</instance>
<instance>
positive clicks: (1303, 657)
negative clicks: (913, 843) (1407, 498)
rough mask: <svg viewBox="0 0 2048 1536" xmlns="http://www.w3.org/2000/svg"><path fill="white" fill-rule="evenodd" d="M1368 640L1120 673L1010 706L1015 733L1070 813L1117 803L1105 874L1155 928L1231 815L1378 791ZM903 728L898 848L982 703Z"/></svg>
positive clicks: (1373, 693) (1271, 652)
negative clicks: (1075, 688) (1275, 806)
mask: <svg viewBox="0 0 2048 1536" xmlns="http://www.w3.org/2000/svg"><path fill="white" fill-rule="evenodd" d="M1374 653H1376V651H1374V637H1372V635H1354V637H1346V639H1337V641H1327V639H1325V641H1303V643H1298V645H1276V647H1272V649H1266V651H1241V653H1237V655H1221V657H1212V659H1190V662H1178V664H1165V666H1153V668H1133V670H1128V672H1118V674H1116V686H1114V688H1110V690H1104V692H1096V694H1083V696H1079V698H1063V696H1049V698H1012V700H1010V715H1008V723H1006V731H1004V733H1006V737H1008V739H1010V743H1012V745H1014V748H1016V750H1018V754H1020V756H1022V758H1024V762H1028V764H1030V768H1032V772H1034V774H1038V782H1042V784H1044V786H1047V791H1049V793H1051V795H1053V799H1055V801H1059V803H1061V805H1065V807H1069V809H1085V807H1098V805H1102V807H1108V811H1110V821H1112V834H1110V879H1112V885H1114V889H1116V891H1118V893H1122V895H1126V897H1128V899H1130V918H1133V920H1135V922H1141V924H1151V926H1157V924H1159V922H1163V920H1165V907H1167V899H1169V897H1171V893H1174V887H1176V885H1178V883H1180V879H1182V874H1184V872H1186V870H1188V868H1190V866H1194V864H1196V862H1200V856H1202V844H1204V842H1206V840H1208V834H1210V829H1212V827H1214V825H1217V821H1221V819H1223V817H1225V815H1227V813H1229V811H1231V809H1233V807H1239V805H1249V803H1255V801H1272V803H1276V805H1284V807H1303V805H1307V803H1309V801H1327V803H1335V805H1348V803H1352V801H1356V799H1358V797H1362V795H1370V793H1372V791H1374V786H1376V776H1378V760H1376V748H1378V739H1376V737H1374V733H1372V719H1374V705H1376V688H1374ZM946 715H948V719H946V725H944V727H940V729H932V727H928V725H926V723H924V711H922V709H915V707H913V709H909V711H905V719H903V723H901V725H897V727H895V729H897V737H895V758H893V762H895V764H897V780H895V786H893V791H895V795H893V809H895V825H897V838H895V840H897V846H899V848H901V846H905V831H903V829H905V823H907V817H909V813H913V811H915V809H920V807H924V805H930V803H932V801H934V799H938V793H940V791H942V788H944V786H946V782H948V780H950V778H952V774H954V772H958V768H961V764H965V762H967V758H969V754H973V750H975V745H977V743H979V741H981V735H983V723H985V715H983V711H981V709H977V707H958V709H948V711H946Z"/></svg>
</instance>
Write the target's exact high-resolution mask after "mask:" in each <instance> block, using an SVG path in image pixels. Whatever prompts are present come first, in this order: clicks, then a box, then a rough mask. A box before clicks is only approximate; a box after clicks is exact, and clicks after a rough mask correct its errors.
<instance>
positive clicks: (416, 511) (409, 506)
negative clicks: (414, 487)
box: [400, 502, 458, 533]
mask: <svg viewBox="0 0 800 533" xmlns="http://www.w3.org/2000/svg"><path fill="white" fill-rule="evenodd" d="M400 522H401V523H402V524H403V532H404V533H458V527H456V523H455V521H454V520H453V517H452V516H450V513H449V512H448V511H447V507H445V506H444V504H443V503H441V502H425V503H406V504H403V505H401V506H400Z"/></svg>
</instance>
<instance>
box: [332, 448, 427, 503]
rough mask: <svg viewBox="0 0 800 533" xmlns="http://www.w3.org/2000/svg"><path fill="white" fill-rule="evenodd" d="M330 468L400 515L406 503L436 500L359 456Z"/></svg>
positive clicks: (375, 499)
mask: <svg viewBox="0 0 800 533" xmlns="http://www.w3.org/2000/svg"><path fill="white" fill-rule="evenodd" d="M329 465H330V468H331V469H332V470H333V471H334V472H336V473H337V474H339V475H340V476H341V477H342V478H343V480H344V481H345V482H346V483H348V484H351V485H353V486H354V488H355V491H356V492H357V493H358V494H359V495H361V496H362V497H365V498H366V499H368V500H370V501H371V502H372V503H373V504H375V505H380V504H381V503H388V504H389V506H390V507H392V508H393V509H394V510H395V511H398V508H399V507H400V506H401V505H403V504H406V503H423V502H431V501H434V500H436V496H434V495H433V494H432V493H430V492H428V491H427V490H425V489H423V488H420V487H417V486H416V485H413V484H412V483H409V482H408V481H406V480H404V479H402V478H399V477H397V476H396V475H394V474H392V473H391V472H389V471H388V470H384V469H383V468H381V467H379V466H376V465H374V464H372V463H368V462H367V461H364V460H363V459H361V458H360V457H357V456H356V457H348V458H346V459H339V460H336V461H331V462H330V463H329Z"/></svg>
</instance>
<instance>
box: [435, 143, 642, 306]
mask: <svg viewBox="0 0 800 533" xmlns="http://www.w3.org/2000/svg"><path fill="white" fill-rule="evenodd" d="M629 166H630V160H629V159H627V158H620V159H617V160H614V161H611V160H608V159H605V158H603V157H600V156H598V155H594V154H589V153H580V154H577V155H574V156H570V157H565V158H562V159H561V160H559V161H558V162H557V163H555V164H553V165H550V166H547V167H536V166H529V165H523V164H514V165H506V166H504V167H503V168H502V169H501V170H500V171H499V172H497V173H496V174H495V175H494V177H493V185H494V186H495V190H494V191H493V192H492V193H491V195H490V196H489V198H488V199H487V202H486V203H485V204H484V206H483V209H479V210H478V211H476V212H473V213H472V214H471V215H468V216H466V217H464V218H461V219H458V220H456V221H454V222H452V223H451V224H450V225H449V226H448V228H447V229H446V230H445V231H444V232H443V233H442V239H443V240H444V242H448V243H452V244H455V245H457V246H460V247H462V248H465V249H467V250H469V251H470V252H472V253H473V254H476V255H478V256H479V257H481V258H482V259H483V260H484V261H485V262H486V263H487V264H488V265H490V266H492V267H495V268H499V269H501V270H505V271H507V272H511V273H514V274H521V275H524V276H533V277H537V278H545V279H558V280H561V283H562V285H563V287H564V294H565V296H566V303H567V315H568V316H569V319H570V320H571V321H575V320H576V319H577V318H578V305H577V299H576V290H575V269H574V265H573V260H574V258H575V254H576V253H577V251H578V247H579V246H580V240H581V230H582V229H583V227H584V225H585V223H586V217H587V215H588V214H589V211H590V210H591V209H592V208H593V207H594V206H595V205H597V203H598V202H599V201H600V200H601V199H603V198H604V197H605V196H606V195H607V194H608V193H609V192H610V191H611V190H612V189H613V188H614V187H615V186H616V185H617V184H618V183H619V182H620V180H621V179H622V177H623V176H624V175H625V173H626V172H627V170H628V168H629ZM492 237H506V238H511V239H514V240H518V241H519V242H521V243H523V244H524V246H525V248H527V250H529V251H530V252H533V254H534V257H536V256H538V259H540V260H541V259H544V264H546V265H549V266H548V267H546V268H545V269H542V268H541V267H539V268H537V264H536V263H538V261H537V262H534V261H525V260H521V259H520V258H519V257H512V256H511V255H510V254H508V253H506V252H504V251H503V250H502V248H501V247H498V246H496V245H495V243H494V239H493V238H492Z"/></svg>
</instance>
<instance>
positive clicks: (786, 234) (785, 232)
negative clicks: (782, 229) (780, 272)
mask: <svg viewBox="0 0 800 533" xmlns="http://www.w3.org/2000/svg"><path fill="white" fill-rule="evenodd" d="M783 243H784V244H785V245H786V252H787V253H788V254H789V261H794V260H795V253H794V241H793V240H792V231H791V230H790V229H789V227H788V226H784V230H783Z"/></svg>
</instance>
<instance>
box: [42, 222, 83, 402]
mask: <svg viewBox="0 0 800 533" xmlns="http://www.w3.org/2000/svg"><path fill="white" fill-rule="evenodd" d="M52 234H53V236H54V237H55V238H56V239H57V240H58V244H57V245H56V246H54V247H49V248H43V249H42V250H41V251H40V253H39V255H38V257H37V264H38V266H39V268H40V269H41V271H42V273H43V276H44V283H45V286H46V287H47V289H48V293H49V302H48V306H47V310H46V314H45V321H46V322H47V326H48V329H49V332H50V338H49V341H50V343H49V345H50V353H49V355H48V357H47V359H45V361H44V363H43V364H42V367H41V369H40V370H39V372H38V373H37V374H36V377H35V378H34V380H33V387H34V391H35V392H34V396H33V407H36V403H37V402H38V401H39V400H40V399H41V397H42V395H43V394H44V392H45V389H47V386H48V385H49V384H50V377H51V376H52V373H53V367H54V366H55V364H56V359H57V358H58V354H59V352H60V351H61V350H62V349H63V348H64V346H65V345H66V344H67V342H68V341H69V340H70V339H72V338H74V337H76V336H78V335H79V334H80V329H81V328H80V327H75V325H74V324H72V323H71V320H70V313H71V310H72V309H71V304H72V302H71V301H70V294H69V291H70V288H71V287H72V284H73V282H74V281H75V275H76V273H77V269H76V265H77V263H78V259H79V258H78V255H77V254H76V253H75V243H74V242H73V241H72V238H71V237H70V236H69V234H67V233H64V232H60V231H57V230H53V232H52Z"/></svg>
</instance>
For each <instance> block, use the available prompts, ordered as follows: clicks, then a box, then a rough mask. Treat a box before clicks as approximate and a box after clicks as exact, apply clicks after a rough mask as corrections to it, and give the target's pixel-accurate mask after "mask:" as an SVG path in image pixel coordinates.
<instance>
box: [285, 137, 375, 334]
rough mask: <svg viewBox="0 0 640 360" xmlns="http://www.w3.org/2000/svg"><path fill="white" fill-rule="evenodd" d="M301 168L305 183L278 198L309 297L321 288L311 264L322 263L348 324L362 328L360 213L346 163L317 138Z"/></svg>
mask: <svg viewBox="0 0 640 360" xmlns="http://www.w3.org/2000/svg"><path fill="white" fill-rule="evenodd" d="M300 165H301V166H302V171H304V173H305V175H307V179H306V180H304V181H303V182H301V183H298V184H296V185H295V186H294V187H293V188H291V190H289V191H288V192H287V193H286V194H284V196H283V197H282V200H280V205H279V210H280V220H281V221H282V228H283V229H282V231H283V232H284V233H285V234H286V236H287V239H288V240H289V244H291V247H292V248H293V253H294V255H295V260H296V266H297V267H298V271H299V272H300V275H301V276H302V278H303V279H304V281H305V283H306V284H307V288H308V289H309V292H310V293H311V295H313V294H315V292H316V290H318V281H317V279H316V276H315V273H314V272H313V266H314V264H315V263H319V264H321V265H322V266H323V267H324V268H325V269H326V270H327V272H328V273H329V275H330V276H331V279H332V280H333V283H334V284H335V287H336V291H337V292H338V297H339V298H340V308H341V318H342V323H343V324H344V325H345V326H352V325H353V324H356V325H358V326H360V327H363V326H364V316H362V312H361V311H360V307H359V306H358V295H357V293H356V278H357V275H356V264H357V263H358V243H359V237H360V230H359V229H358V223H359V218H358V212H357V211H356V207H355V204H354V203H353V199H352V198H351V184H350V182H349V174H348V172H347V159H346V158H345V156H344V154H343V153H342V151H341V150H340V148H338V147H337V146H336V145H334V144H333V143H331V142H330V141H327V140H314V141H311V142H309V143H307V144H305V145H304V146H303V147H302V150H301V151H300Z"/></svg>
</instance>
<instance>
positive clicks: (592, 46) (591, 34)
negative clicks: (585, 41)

**TASK DETAILS**
Starting at the beginning of the data and ending at the line containing "positive clicks: (1373, 693) (1271, 652)", reproduce those lines with "rough mask" changed to "coarse mask" and everything else left unchanged.

**OUTPUT OF THE EXERCISE**
</instance>
<instance>
positive clicks: (1303, 657)
negative clicks: (913, 843) (1407, 498)
coarse mask: <svg viewBox="0 0 2048 1536" xmlns="http://www.w3.org/2000/svg"><path fill="white" fill-rule="evenodd" d="M1368 640L1120 673L1010 706L1015 733L1070 813L1117 803L1105 874L1155 928L1231 815L1378 791ZM903 728L898 848L982 703Z"/></svg>
positive clicks: (1373, 693) (1271, 652)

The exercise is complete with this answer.